* **Vorliegender Text**
# Zufallsnamen



## Ripoli (18. Jul 2007)

Hallo ich brauche ein Java Skript indem ich mehrere Namen eintragen kann, dannach soll ich einen Knopf drücken und er sucht sich zufällig einen der namen raus.

Wo gibt es sowas?

Oder kann es jemand Programmieren für mich?


----------



## SlaterB (18. Jul 2007)

http://www.java-forum.org/de/topic17227_ihr-seid-falschen-forum.html


----------



## merlin2 (19. Jul 2007)

Vielleicht ist mir ja mal so langweilig, dass ich sowas schreiben will. :roll: 
Wie stellst du dir das Eintragen und das Layout vor?


----------



## Ripoli (19. Jul 2007)

Mhh also links ist ne Tabelle: Namen darunter kann ich bis zu sagen wir mal 20 namen eintragen.
Rechts ist dann ein größeres Feld indem der Zufallsname aus der Linken tabelle erscheint.
Nachdem ich einen Knopf (unten Mitte) gedrückt habe.

* **Gespeicherte Einträge aus einer Sammlung**

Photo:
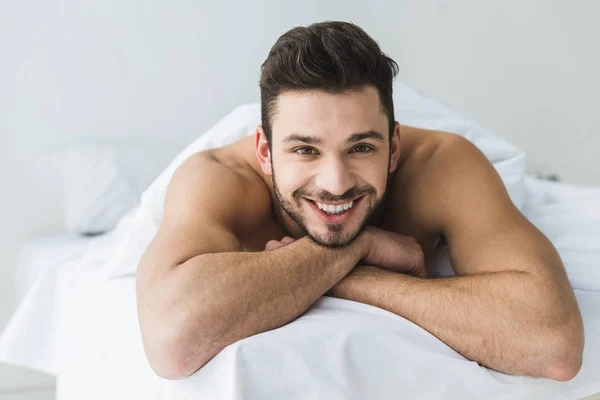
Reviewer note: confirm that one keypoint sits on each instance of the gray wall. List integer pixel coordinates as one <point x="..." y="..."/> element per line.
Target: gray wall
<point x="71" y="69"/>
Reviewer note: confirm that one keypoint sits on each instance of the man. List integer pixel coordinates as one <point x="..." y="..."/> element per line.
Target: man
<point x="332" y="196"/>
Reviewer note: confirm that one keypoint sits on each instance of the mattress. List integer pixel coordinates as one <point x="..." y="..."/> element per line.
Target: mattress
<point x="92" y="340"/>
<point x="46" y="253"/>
* * *
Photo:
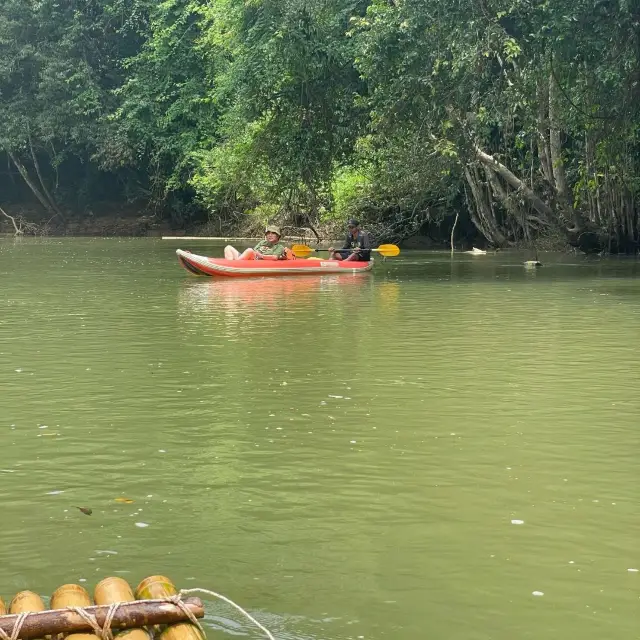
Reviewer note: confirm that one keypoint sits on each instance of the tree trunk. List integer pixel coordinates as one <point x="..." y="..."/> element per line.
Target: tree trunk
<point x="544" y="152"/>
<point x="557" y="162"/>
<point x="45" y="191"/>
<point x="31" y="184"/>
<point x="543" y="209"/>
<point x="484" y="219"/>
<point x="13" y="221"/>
--
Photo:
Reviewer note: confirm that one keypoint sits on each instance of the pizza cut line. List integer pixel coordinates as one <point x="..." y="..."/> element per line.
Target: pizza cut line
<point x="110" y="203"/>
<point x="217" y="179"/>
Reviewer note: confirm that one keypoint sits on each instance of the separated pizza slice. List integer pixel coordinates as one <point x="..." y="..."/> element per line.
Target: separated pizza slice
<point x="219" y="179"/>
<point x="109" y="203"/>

* **Aufgaben**
• A. Beantworte anhand des Forumsthreads über Zufallsnamen:
(i) Wonach fragt merlin2 den Threadersteller?
(ii) Bis zu wie vielen Namen möchte Ripoli in die Tabelle eintragen können?
(iii) An welcher Stelle soll der Knopf liegen?
• B. Setze den Forumsthread über Zufallsnamen nach dem letzten Satz mit einigen Sätzen fort.
Die Einträge spielen hier keine Rolle.

* **Lösungen**
• A.
(i) Wie er sich das Eintragen und das Layout vorstellt.
(ii) Bis zu 20 Namen.
(iii) Unten in der Mitte.

• B.
Wenn ich nur 7 Namen eintrage soll er auch nur diese sieben nehmen.

Wennich den Knopf drücke sollen alle namen ganz schnell im Großen Fenster ablaufen und irgendwann stopt er dann auf einem.
Vielelicht noch mit nem kleinen Sound oder so.


Wenn du das für mich machen würdest bekomsmte auch n paar Mark ^^


----------



## merlin2 (19. Jul 2007)

Ripoli hat gesagt.:
			
		

> Wenn du das für mich machen würdest bekomsmte auch n paar *Mark* ^^


Bist du altmodisch. :lol:


----------



## merlin2 (19. Jul 2007)

Sobald ich die Zeit finde, werde ich mich mit der Erstellung des Skripts beschäftigen.
So schwierig sieht es nicht aus. :wink:

Übrigens: Meinst du mit "sagen wir mal 20", dass es sich um eine feste Anzahl handeln soll?


----------



## merlin2 (20. Jul 2007)

Hallo,
es tut mir leid, dass ich keine erfreuliche Nachricht poste:
Mein Browser meldet neuerdings seltsame Fehlermeldungen, die besagen, dass die einfachsten JavaScript-Befehle nicht mehr funktionieren.   :? 
Somit kann ich leider vorraussichtlich für längere Zeit kein JavaScript mehr coden.  
Mir bleibt also nichts anderes übrig, als mich SlaterB anzuschließen: Frag in einem JavaScript-Forum!
(Ich hasse es das zu schreiben; wozu haben wir unseren JavaScript-Bereich?)
Dort gibt es logischerweise mehr auf diesem Gebiet kompetente Leute.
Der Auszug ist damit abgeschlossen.